WHAT YOU SHOULD DO:
The copy must match the data below line for line and contain no images.

Point-per-instance localization data
• • • • •
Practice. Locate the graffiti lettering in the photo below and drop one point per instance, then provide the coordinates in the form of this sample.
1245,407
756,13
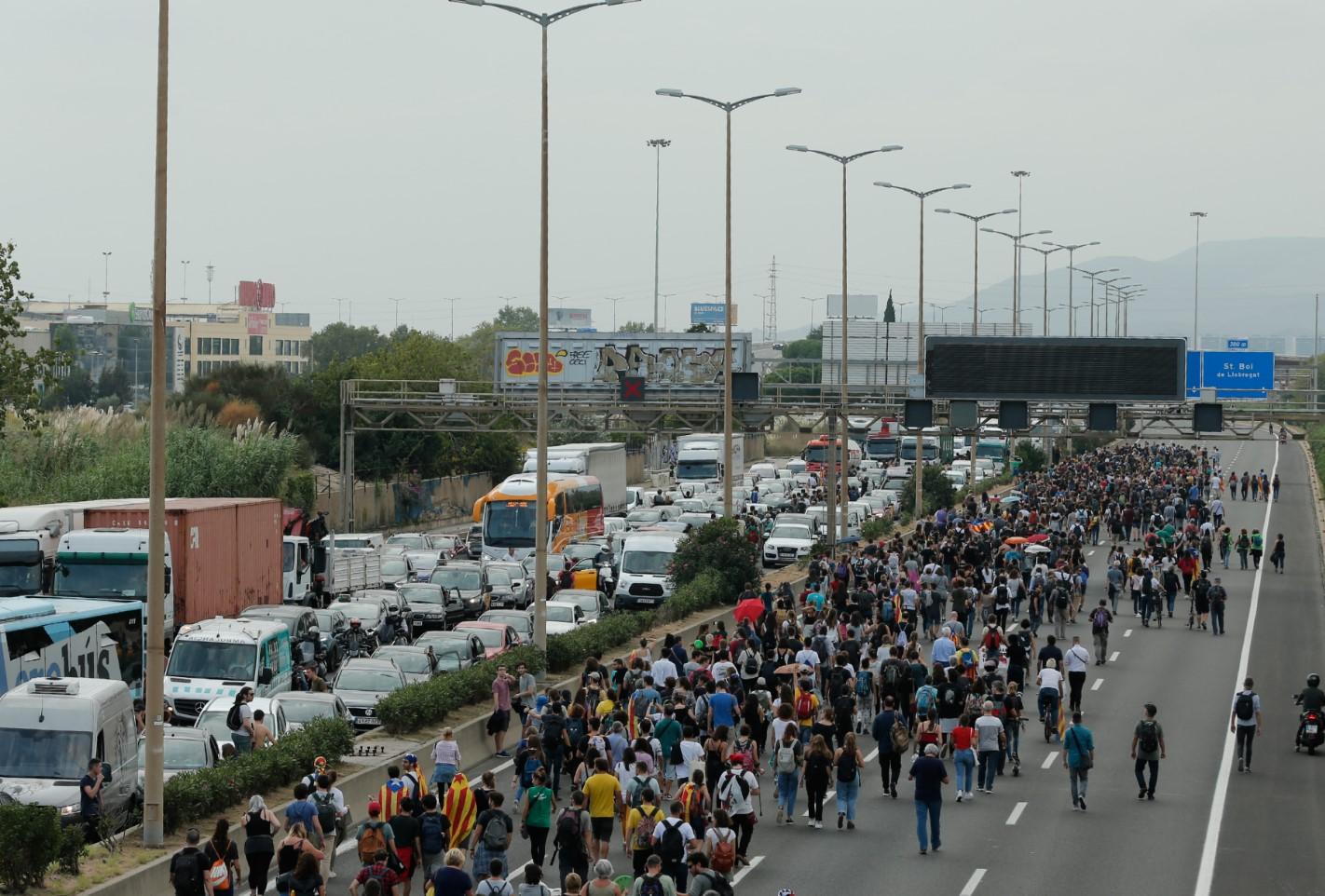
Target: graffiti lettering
676,365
• • • • •
ANSWER TO THE EXERCISE:
Practice. Locate the graffiti lettering in the photo below and drop one point per instance, then provide the coordinates in the form of this sample.
1245,407
756,13
Target: graffiti lettering
676,365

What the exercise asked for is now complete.